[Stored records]
# # # #
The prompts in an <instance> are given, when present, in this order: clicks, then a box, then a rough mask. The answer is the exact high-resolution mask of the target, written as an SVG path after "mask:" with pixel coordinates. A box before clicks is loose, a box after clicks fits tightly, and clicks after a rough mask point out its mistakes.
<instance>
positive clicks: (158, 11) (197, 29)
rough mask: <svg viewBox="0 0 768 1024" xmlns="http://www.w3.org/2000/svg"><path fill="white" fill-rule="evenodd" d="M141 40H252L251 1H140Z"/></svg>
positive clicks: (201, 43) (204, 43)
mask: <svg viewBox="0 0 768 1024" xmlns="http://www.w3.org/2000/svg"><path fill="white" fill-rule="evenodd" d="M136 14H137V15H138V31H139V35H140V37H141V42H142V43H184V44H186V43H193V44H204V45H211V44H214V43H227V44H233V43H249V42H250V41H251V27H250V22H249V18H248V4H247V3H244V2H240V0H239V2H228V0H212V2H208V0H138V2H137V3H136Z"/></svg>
# # # #
[WORK ORDER] Among the lines of the preceding data, which ones hold the word "instance"? List them.

[SOLUTION TO THE PROBLEM]
The prompts in an <instance> are given, when present, in this order: clicks, then a box, then a rough mask. The answer is the exact high-resolution mask of the target, written as an SVG path after "mask:" with pixel coordinates. A box before clicks is loose, a box after clicks fits tightly, and clicks after a rough mask point out its mistakes.
<instance>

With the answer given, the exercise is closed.